→ **TASK BRIEF**: Every line in the entries that holds the word "mane" counts toward the answer, which should be a single number.

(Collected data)
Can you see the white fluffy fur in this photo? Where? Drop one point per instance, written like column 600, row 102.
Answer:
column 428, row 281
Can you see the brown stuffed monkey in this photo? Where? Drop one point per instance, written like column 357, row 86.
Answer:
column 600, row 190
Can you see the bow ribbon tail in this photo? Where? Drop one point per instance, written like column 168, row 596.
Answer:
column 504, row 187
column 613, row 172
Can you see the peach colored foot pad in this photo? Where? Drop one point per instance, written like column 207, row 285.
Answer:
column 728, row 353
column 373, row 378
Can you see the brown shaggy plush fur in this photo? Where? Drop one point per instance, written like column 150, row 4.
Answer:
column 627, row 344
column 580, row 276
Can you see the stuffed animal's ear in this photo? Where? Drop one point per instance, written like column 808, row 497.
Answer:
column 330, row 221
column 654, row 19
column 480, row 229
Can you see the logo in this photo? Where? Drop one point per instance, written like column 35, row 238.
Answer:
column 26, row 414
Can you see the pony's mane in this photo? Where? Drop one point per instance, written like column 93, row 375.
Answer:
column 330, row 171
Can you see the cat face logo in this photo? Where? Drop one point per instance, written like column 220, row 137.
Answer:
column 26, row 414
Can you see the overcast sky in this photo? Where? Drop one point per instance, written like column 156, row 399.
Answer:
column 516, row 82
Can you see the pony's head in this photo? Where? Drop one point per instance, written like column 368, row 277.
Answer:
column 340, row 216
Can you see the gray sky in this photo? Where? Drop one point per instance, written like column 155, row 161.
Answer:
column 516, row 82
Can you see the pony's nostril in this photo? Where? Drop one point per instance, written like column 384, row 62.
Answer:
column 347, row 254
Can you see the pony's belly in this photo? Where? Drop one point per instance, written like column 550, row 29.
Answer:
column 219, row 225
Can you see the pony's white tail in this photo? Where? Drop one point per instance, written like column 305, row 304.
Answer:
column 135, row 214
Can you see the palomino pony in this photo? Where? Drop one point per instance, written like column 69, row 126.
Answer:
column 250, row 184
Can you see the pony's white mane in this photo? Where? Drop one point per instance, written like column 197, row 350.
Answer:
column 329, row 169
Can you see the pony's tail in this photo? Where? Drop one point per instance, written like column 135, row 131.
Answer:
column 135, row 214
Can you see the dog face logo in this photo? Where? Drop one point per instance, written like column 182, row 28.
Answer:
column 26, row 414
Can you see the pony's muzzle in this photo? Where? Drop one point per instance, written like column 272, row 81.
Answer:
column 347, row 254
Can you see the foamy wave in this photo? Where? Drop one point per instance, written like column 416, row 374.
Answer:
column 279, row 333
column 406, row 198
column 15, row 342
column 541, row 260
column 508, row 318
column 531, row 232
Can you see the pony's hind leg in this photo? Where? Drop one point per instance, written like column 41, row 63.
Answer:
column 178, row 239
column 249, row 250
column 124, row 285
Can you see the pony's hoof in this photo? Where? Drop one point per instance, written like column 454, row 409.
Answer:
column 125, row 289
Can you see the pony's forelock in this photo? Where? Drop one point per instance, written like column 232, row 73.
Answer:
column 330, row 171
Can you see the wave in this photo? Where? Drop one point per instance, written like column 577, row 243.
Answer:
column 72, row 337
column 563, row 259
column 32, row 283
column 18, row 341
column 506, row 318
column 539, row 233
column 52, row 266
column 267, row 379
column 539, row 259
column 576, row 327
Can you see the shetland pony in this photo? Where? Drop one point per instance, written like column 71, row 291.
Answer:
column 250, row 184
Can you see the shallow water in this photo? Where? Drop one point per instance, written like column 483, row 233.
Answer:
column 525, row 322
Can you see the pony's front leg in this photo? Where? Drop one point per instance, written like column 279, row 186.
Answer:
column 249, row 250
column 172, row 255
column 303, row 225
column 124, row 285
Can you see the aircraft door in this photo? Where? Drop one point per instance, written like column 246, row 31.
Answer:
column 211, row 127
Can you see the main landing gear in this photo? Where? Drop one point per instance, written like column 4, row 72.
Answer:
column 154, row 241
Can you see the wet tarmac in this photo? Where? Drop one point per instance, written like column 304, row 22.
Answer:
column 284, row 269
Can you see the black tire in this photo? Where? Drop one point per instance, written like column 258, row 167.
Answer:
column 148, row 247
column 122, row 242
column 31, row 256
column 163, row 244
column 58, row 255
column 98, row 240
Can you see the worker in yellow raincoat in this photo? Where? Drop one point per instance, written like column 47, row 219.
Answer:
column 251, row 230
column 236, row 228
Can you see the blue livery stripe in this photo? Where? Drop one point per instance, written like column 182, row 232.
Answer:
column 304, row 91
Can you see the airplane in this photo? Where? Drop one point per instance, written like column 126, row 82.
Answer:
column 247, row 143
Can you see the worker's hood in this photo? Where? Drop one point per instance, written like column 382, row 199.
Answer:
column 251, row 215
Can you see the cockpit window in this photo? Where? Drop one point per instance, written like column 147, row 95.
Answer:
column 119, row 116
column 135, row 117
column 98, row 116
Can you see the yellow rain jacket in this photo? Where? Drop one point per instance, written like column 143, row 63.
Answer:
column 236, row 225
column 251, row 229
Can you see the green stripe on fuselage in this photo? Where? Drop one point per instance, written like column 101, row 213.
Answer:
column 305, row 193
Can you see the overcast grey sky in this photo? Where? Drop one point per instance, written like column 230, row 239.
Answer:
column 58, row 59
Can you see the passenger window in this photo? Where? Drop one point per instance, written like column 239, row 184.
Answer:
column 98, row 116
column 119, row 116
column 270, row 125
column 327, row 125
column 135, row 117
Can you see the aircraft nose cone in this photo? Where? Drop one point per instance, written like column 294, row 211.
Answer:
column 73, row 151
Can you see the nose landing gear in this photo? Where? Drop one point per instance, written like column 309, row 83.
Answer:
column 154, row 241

→ **ANSWER BOX**: 2